_Exercise material_.
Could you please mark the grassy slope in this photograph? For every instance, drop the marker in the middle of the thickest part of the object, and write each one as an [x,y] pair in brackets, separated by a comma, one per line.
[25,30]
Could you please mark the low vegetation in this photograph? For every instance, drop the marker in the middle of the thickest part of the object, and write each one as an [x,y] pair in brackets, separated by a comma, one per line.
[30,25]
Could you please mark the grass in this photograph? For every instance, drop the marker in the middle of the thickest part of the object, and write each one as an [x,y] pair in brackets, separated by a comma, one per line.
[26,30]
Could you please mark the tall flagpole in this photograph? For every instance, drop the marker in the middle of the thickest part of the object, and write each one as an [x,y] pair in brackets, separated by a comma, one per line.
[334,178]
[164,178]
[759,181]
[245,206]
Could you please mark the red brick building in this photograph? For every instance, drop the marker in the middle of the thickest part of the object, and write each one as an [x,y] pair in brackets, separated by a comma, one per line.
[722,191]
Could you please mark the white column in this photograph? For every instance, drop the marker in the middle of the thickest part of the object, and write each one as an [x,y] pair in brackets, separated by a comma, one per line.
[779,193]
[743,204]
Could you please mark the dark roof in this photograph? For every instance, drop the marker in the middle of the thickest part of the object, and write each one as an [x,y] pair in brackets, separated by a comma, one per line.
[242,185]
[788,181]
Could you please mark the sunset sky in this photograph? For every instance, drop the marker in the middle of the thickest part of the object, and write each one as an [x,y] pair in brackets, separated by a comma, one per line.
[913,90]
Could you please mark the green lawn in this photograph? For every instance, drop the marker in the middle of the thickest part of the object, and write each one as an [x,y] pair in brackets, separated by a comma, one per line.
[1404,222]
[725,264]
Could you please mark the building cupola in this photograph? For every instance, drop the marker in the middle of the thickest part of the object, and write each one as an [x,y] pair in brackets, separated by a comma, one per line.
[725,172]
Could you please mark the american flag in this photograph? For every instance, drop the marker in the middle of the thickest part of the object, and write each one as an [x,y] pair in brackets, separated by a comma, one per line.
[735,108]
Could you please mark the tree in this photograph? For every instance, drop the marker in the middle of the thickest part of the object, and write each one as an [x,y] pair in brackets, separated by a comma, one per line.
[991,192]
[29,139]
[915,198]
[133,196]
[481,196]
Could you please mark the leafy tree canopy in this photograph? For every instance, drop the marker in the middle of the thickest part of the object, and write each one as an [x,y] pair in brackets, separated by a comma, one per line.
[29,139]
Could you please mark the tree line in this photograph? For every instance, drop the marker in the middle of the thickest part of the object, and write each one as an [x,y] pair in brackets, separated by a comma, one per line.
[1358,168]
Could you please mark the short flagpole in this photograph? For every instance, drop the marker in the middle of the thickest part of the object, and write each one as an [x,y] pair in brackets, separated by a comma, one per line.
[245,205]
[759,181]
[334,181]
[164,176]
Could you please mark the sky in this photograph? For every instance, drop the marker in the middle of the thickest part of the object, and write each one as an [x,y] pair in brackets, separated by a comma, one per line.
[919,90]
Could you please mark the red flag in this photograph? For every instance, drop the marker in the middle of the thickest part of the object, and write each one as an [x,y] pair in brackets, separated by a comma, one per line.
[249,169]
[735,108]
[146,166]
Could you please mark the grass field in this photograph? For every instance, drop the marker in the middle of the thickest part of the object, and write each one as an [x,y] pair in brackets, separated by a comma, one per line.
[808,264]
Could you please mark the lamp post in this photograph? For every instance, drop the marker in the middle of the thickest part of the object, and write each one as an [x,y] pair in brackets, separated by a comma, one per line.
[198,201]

...

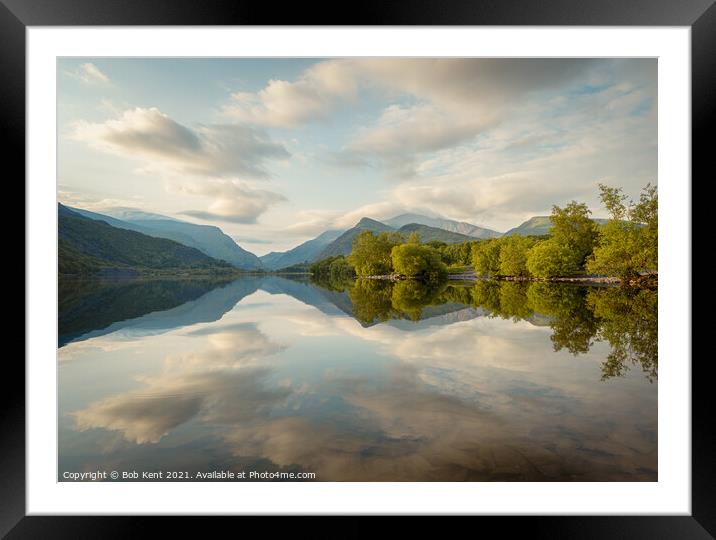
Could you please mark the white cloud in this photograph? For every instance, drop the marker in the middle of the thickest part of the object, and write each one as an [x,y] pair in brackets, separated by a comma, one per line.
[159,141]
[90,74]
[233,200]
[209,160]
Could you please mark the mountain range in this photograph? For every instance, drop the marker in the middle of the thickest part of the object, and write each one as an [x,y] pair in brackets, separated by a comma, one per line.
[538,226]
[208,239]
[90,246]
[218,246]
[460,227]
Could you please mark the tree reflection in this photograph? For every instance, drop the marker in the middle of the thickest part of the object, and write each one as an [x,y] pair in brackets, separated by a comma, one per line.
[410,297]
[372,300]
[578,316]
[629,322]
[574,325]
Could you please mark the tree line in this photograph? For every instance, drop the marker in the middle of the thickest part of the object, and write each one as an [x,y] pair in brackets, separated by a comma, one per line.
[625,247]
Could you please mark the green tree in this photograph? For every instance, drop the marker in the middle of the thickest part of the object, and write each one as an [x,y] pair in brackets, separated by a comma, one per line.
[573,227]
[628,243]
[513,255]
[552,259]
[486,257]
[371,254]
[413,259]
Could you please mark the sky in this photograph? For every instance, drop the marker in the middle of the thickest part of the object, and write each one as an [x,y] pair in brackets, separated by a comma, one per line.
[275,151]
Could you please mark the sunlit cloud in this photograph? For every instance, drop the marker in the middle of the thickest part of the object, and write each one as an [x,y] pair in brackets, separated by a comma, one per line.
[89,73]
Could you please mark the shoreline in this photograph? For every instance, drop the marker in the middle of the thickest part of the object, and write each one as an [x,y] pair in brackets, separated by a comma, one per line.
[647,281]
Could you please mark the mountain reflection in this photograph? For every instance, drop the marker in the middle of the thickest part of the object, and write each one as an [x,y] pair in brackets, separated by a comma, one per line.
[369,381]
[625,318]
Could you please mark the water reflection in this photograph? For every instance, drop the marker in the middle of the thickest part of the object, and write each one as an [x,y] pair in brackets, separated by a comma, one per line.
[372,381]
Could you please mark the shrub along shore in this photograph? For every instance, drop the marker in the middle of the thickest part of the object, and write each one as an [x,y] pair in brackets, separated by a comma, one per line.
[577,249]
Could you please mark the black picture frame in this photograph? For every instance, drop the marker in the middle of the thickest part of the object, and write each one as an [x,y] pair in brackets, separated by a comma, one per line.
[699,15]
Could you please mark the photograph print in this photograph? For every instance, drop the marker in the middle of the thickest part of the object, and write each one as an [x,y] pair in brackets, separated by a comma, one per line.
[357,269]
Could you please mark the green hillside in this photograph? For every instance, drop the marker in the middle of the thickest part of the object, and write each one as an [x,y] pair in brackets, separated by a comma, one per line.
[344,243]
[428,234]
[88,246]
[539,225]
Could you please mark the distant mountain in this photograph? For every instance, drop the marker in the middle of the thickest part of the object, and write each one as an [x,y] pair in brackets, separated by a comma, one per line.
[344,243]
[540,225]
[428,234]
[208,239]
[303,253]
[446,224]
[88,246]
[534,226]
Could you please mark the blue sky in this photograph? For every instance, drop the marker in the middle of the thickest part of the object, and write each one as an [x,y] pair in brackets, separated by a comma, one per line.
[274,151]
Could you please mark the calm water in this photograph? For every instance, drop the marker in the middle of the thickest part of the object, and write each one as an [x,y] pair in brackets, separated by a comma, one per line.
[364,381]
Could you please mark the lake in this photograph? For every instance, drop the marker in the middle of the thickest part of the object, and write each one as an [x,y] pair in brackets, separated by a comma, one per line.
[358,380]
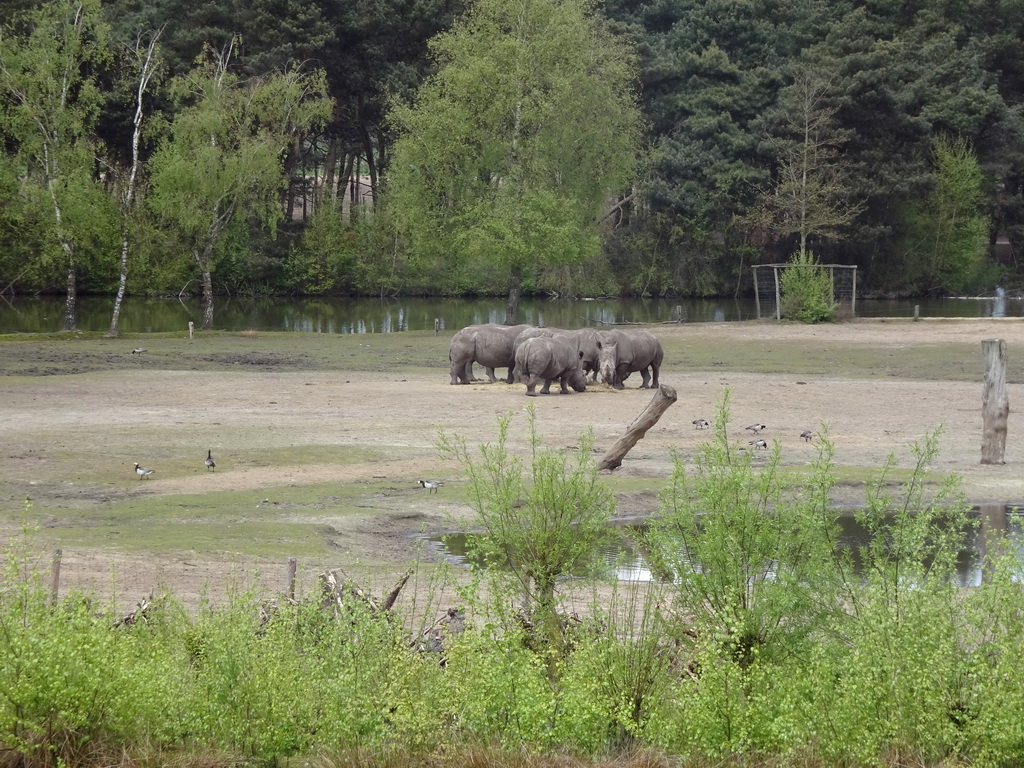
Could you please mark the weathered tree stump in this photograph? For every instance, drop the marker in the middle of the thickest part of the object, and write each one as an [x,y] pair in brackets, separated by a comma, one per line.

_Exercise prompt_.
Return exactly the lines of the material above, starting at the line containing "Could you please mark the calm" and finishing at the line containing "Could you please mark the weathered", without any pictures.

_Your solution_.
Could you please mark the calm water in this photograph? For every instance, drop the marker in the middle of the thickest part of the object, and write each one as an [x,y] pair in brackets, separated by a comma, one per line.
[364,381]
Could you please mark the lake in this photograph? For every instance, drop the marker in the middle of the thickest part of the object, and write each one as an [x,y] pair in brackets, separated by a comma, one per line.
[358,380]
Could you please mark the weathered tree stump in this photograph? For every instance, drop the marker in the middle of the thickest part of the object, and write each one as an [x,y] pair in brackets, separated by a comma, one per line.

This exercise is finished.